Excerpts from a dataset>
%%

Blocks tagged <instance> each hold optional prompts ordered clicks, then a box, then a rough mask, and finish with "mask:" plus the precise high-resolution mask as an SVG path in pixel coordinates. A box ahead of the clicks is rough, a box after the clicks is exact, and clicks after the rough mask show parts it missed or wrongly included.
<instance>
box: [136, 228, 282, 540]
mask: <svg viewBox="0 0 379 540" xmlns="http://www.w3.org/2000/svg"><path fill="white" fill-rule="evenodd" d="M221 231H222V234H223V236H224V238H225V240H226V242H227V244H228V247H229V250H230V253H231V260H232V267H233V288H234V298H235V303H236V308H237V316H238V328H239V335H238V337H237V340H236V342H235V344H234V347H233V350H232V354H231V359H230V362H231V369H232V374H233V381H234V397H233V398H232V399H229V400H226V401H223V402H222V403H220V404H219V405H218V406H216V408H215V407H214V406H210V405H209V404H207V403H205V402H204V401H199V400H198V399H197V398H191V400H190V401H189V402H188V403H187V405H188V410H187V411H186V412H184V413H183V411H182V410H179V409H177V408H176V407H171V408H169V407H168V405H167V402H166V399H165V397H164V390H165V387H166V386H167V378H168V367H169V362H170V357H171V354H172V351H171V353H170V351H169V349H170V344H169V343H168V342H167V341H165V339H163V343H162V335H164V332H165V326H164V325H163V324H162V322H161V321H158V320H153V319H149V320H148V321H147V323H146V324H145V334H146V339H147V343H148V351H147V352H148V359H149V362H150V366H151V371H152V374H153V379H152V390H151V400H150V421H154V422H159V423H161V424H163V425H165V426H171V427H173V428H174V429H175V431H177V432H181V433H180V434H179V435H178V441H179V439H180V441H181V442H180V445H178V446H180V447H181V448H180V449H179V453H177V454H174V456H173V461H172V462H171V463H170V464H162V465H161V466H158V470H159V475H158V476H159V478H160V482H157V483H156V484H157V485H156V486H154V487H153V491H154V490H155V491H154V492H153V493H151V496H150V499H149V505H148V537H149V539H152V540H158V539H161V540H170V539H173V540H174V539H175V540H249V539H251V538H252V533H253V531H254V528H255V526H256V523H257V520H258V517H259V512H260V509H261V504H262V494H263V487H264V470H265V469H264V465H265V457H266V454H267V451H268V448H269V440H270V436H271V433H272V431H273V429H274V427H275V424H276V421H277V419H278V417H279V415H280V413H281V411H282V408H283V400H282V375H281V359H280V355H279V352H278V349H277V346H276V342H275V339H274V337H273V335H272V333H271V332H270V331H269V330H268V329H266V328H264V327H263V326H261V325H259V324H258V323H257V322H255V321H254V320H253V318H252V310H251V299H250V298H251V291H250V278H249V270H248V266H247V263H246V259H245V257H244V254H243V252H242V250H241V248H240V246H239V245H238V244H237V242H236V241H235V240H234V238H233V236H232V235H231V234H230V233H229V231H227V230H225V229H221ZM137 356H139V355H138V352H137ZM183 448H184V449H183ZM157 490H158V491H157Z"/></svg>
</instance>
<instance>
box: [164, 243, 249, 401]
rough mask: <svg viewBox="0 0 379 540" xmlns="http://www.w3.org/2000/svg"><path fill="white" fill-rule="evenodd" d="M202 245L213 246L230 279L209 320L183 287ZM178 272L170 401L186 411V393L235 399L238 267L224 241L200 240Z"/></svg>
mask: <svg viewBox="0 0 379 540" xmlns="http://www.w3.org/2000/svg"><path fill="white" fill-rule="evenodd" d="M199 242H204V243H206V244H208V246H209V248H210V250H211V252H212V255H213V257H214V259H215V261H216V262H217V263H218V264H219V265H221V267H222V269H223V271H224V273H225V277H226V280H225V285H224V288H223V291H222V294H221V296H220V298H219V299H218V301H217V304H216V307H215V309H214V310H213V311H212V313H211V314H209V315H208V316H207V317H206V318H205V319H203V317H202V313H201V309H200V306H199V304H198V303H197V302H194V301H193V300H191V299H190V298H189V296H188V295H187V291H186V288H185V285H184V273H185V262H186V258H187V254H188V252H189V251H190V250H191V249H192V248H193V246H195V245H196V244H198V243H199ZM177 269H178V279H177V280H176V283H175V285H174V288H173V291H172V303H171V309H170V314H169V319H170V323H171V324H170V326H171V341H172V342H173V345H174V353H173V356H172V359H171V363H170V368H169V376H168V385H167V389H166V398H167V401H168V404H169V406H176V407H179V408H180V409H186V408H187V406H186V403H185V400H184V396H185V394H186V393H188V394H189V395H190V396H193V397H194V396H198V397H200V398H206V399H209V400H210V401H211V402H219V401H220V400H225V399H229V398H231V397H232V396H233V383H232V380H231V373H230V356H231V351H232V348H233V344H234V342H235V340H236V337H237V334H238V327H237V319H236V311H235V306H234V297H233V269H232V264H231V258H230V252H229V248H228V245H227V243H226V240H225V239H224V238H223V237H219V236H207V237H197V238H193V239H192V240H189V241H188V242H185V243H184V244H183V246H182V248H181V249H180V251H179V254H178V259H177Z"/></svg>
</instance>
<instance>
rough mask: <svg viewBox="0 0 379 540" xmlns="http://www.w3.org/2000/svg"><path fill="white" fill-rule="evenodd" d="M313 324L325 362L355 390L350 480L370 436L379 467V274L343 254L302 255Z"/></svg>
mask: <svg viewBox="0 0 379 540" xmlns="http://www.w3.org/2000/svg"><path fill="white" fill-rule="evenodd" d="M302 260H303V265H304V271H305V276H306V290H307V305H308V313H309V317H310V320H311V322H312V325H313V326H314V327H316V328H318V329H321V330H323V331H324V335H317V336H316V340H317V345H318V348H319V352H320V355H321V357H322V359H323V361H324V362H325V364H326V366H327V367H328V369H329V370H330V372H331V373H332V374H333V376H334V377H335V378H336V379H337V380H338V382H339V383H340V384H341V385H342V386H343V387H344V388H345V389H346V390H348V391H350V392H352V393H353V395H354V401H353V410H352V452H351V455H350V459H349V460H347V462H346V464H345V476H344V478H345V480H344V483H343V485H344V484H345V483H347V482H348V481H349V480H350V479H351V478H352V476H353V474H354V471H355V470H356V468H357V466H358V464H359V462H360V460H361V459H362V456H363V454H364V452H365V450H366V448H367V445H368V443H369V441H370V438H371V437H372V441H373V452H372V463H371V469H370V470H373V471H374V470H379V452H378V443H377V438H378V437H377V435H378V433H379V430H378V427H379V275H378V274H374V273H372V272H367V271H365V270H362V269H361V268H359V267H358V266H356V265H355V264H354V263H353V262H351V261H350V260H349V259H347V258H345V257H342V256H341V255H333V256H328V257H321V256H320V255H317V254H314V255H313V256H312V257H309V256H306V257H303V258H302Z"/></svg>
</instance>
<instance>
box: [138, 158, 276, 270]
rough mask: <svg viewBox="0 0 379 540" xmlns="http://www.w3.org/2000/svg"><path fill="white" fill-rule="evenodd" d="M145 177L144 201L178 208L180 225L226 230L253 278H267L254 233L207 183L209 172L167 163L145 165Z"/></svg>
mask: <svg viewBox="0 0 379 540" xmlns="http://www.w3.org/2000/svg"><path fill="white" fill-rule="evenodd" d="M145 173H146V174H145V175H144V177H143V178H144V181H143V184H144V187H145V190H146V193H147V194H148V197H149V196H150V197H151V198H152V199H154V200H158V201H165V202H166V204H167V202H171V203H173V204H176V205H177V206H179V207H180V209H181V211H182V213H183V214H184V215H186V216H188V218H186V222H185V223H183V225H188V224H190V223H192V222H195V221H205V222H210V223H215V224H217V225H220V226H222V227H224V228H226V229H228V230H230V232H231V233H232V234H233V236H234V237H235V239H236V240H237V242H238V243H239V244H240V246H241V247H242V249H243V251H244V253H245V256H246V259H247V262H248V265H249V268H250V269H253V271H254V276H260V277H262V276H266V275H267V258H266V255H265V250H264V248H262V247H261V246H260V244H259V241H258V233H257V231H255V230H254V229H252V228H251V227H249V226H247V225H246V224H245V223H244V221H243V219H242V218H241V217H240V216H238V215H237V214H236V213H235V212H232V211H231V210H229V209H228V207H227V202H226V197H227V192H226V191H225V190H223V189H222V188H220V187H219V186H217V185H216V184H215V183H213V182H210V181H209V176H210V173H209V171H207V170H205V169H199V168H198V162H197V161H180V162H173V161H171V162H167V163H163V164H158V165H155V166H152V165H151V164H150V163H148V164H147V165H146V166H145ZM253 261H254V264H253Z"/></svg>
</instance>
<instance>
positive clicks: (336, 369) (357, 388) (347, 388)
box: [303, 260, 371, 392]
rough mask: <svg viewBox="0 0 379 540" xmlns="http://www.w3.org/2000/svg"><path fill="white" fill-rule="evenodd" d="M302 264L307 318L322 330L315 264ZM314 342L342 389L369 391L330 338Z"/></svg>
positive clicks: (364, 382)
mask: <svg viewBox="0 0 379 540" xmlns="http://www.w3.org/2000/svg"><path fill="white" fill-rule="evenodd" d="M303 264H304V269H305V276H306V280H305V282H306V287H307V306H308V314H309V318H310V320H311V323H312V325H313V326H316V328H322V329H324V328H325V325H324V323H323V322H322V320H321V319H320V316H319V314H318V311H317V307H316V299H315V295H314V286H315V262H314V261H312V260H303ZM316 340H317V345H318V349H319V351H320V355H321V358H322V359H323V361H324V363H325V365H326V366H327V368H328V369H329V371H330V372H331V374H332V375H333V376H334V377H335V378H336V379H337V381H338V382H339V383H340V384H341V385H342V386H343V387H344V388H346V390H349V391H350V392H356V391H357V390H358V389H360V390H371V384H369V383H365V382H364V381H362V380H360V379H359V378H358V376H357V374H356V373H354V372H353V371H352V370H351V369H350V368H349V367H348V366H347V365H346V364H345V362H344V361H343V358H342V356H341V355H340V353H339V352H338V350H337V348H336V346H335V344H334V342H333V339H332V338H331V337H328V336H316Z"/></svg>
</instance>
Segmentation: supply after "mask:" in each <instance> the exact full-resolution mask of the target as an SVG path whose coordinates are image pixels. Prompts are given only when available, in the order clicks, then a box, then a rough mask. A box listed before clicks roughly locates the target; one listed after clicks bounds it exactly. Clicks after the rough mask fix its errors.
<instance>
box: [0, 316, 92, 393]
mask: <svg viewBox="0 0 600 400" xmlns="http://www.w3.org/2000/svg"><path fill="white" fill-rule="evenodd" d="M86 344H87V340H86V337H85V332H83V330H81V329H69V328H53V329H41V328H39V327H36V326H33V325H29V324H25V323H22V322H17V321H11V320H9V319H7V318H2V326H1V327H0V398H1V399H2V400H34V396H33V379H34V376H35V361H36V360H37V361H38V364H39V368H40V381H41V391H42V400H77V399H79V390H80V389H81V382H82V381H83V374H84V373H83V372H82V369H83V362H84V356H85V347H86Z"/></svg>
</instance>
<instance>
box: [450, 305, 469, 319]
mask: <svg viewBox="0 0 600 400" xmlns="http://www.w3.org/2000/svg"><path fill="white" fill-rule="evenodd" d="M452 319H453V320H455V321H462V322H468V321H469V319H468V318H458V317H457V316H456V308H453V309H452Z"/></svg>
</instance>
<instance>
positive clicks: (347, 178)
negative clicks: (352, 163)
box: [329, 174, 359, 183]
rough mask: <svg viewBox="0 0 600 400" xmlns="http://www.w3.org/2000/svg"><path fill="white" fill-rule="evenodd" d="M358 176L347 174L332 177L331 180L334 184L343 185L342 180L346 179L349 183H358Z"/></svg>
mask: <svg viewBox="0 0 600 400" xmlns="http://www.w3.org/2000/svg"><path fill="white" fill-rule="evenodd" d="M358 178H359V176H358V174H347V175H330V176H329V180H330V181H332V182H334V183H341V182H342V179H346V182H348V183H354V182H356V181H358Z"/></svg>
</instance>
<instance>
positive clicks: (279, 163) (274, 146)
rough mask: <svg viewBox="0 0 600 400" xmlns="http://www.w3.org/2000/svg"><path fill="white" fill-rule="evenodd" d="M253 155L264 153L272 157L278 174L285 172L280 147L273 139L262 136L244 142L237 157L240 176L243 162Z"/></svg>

%%

REQUIRED ACTION> An exact, complete copy of the lines above from the one with "positive clicks: (336, 369)" through the one with "264L307 318L322 330L315" is the whole answer.

SOLUTION TO THIS TASK>
positive clicks: (336, 369) (357, 388) (347, 388)
box: [303, 260, 371, 392]
rough mask: <svg viewBox="0 0 379 540" xmlns="http://www.w3.org/2000/svg"><path fill="white" fill-rule="evenodd" d="M302 264L307 318L322 330L315 264ZM314 342L342 389L369 391L330 338Z"/></svg>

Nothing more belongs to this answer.